WHAT YOU HAVE TO DO :: What is needed is the run of lines from the one with "TARGET = sign post" through the close of the data, set down exactly.

Stored data entries ::
----------------

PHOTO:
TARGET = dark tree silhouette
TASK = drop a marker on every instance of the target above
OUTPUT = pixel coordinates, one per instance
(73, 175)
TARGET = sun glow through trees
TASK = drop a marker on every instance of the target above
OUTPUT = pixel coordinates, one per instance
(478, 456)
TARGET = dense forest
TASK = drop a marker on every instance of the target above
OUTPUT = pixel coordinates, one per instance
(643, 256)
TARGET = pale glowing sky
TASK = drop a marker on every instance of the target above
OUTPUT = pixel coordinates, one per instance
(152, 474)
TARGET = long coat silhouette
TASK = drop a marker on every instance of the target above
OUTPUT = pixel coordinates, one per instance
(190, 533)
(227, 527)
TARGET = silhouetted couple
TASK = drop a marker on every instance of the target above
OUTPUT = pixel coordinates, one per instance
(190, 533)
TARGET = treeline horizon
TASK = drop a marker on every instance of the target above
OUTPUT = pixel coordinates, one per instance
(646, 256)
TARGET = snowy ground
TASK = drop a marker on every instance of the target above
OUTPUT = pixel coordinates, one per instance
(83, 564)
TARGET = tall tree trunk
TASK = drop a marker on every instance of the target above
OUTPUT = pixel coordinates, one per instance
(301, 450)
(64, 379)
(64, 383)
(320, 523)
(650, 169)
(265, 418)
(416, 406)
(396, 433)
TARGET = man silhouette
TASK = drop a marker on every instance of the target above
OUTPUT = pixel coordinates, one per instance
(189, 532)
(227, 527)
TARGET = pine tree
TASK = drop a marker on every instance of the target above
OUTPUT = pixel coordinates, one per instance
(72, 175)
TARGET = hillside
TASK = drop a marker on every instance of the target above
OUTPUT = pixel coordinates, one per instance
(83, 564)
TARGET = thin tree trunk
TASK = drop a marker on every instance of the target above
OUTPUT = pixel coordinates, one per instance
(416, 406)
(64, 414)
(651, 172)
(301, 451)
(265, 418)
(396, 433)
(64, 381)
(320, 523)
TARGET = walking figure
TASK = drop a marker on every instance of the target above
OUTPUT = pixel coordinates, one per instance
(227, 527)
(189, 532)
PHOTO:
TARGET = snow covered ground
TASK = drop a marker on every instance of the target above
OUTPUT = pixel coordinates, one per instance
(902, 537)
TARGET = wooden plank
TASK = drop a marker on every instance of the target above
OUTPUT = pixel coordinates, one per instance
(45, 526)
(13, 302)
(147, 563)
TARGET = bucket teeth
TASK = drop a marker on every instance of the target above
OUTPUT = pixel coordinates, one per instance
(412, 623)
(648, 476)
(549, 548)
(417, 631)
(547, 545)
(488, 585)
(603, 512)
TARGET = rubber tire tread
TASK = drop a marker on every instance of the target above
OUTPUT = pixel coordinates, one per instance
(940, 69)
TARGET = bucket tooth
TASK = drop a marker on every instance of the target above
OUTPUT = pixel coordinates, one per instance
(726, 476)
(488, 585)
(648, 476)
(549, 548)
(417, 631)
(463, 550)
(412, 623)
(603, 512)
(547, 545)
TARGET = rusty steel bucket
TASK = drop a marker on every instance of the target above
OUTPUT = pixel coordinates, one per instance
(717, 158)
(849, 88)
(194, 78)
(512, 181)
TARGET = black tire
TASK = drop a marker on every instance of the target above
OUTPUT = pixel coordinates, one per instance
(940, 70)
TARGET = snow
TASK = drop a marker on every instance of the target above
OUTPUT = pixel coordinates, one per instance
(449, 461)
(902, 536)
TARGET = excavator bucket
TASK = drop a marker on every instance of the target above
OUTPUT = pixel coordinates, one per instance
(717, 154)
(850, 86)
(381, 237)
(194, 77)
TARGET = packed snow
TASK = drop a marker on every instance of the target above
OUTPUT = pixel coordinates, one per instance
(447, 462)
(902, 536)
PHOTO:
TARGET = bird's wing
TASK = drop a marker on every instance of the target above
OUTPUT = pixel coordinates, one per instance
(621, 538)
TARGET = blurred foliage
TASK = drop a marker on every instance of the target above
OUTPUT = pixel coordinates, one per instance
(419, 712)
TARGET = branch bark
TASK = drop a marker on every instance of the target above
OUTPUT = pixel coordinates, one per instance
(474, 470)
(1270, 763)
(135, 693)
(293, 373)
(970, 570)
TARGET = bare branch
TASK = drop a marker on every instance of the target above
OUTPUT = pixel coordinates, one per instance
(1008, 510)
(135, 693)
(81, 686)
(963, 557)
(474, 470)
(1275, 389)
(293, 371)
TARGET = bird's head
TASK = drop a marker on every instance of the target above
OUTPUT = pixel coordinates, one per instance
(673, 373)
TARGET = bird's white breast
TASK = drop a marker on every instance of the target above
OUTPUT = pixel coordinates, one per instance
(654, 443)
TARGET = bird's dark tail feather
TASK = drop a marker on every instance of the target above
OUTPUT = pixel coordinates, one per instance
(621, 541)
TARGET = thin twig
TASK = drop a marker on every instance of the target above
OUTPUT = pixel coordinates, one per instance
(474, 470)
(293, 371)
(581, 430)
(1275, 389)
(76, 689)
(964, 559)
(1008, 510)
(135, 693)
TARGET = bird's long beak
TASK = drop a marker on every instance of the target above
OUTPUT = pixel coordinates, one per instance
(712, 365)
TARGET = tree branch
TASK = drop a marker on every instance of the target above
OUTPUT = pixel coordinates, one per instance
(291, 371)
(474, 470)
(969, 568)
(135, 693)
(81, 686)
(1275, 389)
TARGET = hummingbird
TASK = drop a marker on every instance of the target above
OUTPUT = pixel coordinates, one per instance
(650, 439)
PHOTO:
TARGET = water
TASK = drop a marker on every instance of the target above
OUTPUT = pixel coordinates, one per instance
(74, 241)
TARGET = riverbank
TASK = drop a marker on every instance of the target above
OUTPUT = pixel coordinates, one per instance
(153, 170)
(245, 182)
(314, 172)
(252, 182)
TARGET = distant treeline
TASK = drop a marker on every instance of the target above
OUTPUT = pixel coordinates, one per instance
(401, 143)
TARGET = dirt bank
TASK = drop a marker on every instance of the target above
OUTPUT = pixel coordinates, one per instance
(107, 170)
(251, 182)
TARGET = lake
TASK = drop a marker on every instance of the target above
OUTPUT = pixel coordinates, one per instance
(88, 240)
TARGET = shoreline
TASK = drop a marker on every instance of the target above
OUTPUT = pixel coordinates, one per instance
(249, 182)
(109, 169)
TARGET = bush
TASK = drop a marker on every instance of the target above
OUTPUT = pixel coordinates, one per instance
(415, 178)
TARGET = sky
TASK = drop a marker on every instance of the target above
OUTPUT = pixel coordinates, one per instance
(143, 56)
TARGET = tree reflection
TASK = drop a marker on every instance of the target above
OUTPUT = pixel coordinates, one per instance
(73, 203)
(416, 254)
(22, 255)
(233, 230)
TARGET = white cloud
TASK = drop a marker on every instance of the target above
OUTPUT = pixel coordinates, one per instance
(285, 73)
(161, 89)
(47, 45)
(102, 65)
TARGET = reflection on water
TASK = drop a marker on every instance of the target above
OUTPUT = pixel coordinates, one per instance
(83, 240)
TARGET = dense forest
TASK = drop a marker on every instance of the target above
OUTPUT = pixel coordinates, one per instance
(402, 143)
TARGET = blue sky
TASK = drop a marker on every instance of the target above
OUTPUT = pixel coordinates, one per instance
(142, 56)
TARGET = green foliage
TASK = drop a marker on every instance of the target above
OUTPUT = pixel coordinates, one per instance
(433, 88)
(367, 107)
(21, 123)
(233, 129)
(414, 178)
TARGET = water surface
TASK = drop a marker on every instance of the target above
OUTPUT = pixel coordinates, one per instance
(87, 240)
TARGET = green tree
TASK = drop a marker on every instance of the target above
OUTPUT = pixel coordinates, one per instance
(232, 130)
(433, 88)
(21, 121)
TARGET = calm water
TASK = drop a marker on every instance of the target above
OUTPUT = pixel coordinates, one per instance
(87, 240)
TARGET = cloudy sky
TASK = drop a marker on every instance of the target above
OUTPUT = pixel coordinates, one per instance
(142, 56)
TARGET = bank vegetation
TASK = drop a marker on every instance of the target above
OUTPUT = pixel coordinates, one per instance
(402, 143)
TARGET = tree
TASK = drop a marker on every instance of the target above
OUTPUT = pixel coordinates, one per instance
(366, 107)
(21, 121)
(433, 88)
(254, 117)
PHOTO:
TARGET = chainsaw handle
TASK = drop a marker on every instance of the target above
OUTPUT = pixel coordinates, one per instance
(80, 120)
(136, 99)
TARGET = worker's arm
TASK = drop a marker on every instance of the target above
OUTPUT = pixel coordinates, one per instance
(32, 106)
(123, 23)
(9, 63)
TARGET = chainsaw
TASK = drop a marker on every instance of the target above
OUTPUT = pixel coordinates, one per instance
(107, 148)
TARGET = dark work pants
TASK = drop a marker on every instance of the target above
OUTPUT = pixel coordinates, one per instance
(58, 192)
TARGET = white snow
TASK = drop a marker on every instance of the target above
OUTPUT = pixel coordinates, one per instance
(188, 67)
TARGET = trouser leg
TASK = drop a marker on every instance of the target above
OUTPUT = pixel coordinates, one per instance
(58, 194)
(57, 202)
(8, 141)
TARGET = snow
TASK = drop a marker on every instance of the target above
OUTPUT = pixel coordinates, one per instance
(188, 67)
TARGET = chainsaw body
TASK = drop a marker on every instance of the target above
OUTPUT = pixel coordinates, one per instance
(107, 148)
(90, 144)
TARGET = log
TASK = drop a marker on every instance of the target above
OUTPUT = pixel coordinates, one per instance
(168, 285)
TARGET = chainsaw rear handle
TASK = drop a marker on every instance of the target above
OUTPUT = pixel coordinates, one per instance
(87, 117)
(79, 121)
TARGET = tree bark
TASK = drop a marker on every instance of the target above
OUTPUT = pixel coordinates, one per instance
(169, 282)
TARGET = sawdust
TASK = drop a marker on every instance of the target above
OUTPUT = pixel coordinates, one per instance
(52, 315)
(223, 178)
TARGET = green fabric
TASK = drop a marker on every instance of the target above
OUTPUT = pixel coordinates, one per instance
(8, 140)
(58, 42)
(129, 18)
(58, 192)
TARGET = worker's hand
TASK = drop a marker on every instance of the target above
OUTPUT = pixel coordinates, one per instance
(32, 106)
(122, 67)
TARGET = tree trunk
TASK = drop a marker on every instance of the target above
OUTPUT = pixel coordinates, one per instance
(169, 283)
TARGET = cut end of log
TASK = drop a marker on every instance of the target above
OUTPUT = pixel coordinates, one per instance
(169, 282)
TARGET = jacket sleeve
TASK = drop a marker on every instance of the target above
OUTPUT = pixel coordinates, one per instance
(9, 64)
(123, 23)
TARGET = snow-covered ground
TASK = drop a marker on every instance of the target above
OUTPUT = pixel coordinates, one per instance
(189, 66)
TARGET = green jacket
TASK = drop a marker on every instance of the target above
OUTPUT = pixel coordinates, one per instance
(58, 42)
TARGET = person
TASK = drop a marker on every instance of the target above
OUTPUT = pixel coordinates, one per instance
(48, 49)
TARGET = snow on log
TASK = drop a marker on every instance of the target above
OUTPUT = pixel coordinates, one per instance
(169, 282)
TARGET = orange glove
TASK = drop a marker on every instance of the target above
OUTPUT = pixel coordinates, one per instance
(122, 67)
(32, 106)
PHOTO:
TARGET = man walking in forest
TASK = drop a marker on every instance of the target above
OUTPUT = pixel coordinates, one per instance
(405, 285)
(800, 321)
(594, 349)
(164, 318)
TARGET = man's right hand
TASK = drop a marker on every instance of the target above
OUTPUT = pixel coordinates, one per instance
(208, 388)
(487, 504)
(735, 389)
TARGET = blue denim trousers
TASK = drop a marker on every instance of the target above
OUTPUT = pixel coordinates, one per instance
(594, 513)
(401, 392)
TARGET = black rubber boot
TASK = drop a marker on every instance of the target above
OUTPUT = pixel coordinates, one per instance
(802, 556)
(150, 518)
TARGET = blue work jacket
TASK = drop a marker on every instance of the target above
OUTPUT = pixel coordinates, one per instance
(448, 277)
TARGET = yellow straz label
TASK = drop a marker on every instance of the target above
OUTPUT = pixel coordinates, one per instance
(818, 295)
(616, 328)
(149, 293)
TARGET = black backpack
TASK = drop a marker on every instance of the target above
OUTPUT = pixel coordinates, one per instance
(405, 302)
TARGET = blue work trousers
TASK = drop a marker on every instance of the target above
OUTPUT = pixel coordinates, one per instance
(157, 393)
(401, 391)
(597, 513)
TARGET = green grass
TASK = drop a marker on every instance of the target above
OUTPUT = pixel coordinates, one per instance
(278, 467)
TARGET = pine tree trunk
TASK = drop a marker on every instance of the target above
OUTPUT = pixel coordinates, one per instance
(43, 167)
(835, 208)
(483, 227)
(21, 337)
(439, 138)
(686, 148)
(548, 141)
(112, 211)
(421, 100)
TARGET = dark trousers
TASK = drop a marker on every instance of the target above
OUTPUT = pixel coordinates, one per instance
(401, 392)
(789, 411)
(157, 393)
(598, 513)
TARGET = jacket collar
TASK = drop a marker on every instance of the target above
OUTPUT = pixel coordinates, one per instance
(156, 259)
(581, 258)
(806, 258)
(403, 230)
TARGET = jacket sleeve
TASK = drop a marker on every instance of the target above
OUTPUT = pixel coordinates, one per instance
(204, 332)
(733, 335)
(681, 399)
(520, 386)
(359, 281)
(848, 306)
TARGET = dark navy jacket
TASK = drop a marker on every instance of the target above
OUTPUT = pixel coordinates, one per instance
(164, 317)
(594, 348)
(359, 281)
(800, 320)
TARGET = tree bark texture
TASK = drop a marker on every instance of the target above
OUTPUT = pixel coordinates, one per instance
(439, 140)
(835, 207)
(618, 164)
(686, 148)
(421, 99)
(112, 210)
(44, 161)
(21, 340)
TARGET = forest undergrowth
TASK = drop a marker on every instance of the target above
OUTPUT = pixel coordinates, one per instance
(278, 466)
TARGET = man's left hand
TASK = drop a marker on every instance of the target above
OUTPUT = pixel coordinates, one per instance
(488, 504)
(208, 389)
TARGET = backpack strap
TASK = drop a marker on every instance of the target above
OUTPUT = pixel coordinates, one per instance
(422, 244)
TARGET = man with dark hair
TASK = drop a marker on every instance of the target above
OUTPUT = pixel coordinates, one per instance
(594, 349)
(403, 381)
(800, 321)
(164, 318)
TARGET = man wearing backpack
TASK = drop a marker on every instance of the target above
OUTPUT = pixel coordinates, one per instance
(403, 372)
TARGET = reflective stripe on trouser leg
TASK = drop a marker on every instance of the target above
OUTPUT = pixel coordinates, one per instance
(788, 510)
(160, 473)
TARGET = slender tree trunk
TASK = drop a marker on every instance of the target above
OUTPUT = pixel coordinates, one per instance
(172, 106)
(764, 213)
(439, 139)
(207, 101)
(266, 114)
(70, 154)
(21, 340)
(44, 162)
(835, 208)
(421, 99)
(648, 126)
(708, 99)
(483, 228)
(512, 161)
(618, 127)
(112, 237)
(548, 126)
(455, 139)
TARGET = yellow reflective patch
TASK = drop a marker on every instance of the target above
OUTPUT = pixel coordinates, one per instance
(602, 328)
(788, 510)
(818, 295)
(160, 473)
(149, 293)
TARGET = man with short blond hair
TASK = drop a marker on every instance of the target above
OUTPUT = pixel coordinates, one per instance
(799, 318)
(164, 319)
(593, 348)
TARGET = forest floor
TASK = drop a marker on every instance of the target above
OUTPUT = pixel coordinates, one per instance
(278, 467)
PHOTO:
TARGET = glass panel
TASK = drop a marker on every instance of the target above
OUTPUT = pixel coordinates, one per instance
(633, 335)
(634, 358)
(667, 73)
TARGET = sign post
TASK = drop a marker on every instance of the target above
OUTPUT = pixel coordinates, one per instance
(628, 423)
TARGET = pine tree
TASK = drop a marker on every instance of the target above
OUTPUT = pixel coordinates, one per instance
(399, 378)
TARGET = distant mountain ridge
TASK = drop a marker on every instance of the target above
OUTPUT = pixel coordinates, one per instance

----------------

EXPECTED ANSWER ::
TARGET = sign post
TASK = drop a marker on every instance of the target above
OUTPUT = pixel coordinates, one per instance
(628, 423)
TARGET = pine tree
TASK = drop a marker on every instance of the target above
OUTPUT = pixel coordinates, one per instance
(399, 378)
TARGET = distant mountain ridge
TASK = drop a marker on every instance of the target above
OUTPUT = pixel coordinates, one per instance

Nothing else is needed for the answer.